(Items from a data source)
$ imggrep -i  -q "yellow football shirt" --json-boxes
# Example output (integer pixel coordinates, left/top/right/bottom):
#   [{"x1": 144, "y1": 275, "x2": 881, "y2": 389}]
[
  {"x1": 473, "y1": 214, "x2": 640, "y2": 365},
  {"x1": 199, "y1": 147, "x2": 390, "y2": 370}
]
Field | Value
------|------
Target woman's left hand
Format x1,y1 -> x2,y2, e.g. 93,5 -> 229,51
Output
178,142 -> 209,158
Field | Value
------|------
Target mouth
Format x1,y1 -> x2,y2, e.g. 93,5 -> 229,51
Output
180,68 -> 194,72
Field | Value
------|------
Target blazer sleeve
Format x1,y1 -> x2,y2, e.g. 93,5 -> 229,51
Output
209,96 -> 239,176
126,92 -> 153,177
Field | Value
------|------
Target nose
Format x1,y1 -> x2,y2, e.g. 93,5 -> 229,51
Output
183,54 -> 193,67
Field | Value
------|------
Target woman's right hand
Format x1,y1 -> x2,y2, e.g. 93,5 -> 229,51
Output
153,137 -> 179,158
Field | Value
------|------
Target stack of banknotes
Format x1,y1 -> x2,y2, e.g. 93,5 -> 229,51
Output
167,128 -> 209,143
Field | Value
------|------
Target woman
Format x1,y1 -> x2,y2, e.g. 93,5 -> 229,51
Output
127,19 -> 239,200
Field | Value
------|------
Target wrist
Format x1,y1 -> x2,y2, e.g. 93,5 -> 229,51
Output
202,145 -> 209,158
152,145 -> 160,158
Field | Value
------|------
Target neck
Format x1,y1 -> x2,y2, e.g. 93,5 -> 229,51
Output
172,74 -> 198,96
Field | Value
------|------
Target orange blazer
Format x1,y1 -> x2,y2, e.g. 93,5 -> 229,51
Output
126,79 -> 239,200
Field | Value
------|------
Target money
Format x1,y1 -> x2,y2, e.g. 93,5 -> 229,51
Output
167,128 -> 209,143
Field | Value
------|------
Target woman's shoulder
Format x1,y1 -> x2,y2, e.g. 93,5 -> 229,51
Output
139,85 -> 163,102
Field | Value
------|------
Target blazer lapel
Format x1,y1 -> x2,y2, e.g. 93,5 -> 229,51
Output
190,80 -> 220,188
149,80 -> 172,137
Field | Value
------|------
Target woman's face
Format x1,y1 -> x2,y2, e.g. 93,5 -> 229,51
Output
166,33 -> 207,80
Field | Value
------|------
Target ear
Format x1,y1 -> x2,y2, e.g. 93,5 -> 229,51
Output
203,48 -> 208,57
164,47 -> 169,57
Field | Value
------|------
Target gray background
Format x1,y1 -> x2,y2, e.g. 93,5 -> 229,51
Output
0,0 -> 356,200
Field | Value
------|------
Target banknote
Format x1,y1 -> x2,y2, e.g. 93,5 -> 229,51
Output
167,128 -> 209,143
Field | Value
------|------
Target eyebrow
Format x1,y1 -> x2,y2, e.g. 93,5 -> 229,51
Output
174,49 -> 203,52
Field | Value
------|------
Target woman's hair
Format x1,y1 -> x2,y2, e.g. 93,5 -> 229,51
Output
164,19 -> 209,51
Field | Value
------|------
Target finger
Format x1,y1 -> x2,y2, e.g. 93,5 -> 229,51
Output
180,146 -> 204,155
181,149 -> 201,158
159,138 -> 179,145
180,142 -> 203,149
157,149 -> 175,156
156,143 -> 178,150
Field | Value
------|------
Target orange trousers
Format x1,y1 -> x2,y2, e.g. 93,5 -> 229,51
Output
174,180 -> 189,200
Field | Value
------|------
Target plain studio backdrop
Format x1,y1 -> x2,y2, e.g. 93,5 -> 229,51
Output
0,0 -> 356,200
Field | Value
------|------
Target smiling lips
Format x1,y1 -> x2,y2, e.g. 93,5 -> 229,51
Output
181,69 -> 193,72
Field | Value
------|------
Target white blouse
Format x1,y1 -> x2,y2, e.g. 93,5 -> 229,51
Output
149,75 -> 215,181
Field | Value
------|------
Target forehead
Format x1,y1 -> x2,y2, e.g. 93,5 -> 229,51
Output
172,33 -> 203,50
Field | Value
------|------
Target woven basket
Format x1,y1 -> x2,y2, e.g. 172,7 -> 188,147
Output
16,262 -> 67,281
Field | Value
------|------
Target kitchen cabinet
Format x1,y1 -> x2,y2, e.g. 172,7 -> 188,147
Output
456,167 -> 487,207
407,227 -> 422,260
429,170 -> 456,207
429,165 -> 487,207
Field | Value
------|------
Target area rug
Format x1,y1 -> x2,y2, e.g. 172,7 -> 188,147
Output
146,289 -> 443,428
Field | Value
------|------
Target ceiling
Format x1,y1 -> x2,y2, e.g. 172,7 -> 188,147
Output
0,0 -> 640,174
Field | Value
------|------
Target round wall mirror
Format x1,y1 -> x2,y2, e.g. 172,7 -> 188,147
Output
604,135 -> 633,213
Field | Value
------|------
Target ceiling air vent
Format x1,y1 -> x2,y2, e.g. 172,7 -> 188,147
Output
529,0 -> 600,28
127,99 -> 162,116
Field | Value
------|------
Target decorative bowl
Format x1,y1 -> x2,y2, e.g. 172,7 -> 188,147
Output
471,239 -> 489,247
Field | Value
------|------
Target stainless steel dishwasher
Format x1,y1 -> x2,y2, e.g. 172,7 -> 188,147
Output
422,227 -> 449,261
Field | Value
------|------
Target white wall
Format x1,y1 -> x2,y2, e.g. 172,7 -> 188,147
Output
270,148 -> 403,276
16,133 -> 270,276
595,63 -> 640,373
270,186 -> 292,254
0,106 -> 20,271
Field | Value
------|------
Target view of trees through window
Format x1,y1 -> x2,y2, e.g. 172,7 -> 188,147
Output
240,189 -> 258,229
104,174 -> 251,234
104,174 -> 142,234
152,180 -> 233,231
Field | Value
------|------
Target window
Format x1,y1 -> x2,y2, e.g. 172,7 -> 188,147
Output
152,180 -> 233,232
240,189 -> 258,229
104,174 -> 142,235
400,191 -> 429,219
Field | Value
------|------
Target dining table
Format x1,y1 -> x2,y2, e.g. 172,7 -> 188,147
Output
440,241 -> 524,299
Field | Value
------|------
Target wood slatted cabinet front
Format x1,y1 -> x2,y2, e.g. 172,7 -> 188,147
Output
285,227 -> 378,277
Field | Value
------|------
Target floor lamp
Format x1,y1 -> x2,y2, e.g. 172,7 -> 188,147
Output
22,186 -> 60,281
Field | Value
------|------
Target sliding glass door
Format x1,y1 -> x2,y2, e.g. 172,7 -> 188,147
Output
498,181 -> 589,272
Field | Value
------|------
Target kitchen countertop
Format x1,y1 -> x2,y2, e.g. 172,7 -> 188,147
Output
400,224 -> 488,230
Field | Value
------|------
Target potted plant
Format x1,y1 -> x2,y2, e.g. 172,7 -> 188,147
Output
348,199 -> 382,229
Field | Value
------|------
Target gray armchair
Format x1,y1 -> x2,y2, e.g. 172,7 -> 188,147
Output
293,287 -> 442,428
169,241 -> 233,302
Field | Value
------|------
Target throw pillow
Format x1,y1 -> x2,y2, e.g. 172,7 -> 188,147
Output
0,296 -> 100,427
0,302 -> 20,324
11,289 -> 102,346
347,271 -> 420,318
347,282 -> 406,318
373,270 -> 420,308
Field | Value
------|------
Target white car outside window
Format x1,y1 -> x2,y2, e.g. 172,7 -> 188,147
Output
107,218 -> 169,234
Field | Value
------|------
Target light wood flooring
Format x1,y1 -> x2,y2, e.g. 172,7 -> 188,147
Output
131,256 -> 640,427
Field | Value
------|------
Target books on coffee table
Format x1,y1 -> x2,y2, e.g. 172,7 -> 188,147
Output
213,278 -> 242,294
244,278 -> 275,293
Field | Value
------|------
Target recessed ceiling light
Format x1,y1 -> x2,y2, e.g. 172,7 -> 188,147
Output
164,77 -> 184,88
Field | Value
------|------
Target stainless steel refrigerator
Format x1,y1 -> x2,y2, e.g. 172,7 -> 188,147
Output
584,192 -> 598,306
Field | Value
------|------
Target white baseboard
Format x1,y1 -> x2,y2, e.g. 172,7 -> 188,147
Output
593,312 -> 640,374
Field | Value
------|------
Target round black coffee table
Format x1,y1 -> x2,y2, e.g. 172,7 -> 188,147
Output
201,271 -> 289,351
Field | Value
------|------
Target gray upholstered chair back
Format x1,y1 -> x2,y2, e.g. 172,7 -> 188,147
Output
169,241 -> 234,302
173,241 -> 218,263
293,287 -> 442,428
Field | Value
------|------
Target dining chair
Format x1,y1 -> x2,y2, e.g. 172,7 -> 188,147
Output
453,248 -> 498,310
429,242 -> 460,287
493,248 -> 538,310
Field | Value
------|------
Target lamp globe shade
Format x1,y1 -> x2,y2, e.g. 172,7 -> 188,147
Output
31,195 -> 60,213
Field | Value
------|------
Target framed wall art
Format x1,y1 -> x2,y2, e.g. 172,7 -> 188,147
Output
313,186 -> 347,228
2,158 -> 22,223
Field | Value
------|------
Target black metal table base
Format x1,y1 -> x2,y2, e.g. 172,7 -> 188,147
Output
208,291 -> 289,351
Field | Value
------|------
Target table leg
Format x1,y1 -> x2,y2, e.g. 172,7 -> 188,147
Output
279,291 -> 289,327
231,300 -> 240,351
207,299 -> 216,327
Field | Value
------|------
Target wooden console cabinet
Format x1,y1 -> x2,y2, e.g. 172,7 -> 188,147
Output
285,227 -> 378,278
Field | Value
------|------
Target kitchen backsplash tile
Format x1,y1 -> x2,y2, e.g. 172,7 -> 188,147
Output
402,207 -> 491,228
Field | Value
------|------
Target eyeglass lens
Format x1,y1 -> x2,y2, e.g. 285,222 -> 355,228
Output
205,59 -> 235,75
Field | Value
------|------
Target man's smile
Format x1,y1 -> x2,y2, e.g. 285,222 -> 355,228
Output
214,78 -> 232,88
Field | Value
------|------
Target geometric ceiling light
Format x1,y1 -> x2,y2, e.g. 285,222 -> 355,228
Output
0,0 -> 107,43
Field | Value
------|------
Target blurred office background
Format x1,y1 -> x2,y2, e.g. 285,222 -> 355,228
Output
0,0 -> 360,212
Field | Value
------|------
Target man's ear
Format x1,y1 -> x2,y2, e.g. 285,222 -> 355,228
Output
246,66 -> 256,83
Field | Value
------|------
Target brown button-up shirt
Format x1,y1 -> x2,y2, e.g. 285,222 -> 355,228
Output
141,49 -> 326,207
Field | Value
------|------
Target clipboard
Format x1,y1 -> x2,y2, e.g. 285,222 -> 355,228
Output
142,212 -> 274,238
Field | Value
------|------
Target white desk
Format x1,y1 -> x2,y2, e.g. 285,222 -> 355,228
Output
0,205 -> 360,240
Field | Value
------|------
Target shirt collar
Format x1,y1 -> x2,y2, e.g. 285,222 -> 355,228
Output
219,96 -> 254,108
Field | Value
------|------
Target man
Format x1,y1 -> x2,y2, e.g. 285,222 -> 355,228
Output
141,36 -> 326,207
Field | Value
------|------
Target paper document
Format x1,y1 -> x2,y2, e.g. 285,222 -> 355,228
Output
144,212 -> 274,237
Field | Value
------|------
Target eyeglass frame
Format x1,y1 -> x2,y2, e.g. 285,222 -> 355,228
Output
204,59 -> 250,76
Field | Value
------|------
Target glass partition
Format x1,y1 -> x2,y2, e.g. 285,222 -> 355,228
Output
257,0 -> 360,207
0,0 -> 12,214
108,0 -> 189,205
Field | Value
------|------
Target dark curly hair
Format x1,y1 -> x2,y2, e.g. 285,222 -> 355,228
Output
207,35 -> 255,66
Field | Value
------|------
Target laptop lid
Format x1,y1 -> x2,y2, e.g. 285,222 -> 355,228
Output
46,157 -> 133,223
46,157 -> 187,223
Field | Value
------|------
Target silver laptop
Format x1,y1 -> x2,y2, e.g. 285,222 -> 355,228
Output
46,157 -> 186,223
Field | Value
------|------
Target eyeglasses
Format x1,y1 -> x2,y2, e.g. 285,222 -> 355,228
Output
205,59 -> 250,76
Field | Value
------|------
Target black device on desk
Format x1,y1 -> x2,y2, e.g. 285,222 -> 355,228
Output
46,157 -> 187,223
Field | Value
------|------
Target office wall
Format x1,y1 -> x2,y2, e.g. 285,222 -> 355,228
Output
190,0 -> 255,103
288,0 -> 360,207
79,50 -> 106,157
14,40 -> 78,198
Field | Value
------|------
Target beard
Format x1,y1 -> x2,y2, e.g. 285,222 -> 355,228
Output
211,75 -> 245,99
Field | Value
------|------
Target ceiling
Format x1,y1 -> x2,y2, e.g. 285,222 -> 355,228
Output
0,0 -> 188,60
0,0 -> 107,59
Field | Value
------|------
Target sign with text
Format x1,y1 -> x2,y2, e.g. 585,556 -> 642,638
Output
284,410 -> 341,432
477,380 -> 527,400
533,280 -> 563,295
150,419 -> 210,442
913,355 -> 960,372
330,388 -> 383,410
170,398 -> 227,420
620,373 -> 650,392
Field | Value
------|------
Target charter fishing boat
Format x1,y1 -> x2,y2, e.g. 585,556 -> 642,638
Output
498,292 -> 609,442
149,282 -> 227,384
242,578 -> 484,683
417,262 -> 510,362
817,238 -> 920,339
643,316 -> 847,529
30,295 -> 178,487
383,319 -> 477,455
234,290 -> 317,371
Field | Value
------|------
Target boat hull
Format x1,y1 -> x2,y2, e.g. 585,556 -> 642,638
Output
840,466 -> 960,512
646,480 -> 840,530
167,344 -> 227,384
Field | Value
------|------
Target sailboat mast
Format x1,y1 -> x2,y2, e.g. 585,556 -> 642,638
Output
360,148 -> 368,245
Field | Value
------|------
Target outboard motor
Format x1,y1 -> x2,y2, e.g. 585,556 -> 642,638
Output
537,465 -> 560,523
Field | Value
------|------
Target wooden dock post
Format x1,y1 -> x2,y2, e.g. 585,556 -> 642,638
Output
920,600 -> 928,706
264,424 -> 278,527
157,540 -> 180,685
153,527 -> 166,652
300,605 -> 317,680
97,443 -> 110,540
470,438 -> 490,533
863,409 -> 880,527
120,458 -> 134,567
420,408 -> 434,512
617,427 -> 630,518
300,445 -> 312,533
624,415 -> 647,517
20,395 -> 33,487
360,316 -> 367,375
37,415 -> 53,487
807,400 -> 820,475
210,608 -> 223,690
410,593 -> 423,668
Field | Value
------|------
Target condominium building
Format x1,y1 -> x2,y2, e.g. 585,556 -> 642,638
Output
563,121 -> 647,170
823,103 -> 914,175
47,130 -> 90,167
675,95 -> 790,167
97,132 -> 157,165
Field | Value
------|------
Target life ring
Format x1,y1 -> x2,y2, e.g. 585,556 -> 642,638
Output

• PROBLEM DETAILS
Extract every line of the material that contains the word "wall", treating uppercase and lowercase as different.

• RESULT OF THIS TASK
Target round wall mirror
Target white wall
Target framed wall art
Target office wall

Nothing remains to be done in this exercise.